Task to complete:
Exclude the pictures and transcribe the rest of the data below exactly.

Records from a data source

[Start of section]

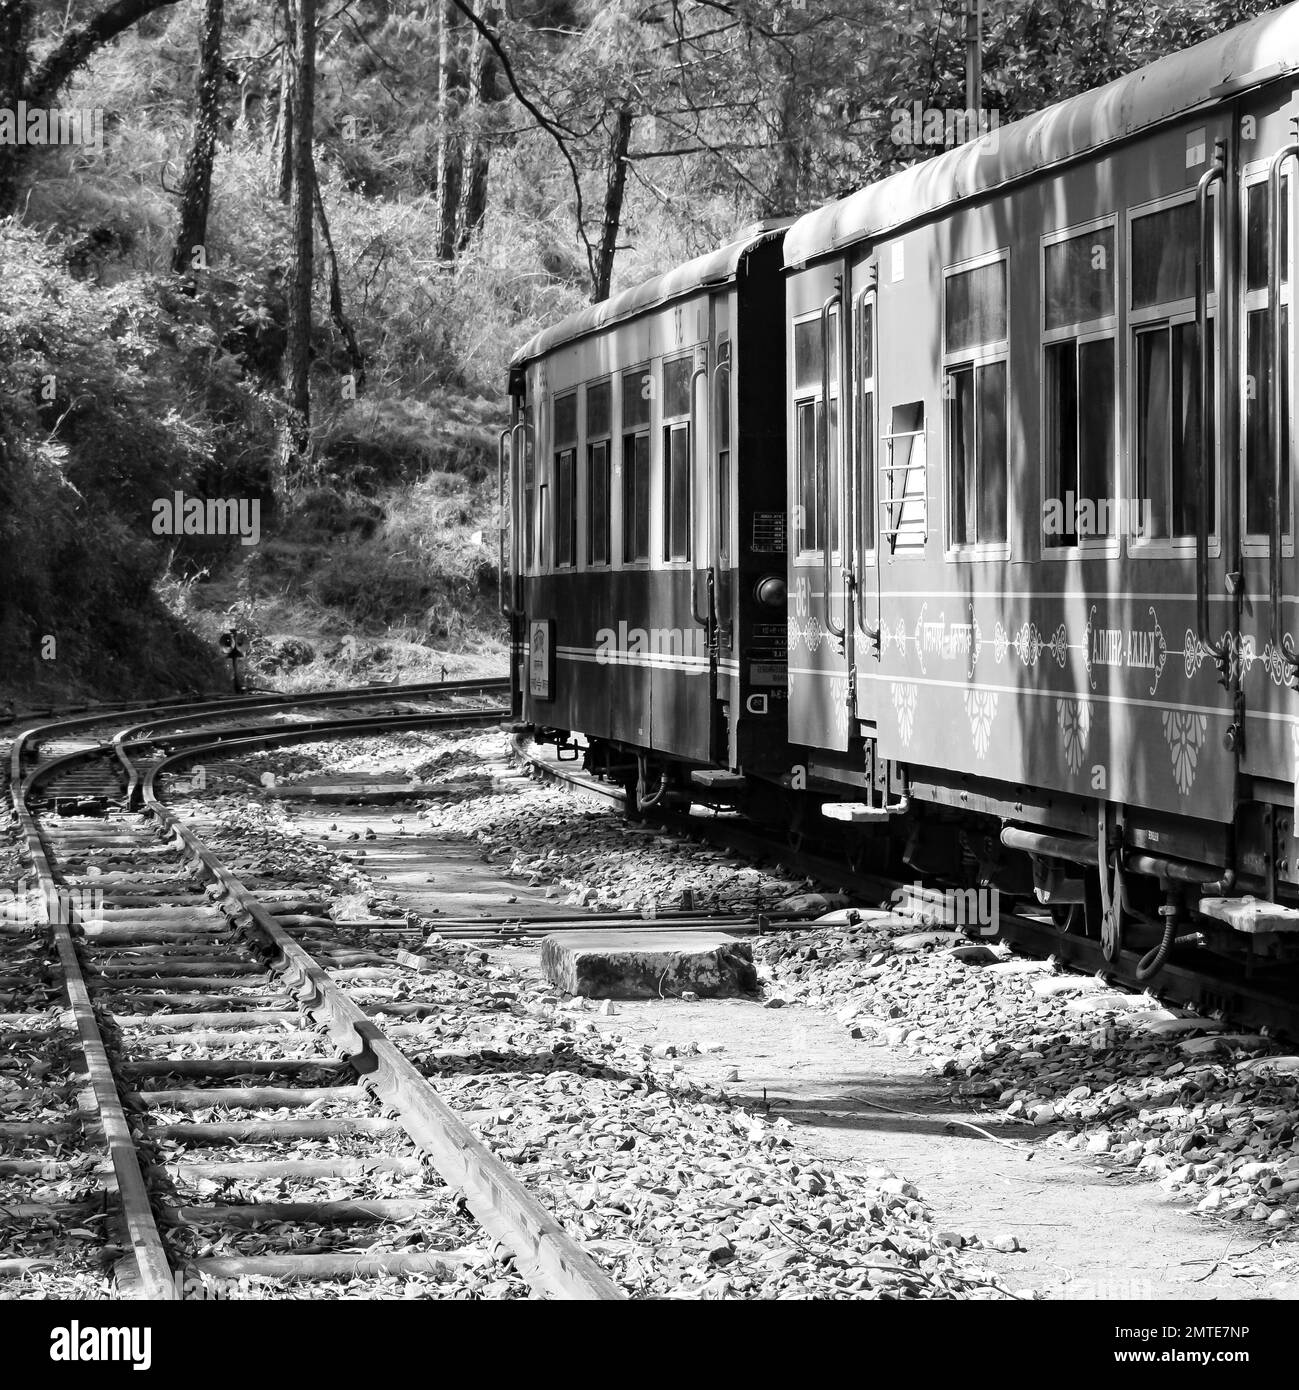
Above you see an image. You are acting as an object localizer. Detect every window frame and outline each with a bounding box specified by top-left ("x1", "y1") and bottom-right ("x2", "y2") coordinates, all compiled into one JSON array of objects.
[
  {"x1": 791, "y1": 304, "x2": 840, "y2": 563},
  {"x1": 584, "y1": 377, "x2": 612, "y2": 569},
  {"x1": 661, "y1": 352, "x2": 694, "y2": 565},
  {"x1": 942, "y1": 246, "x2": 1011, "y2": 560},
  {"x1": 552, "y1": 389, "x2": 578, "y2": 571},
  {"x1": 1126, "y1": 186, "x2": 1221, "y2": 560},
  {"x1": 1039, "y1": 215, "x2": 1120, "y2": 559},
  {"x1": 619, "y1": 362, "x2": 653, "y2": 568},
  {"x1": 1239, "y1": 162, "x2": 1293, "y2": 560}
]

[End of section]

Response area:
Above you see an image. You are acting as an object localizer. Detect every window frame and outline each with a bounding box specified by top-left ("x1", "y1") and bottom-right ("x2", "y2") coordinates, all compiled into one JSON array of objects.
[
  {"x1": 791, "y1": 304, "x2": 840, "y2": 563},
  {"x1": 584, "y1": 377, "x2": 612, "y2": 569},
  {"x1": 661, "y1": 352, "x2": 694, "y2": 565},
  {"x1": 942, "y1": 246, "x2": 1011, "y2": 560},
  {"x1": 552, "y1": 389, "x2": 578, "y2": 571},
  {"x1": 1126, "y1": 186, "x2": 1221, "y2": 560},
  {"x1": 1039, "y1": 215, "x2": 1120, "y2": 559},
  {"x1": 619, "y1": 362, "x2": 653, "y2": 568},
  {"x1": 1239, "y1": 162, "x2": 1293, "y2": 560}
]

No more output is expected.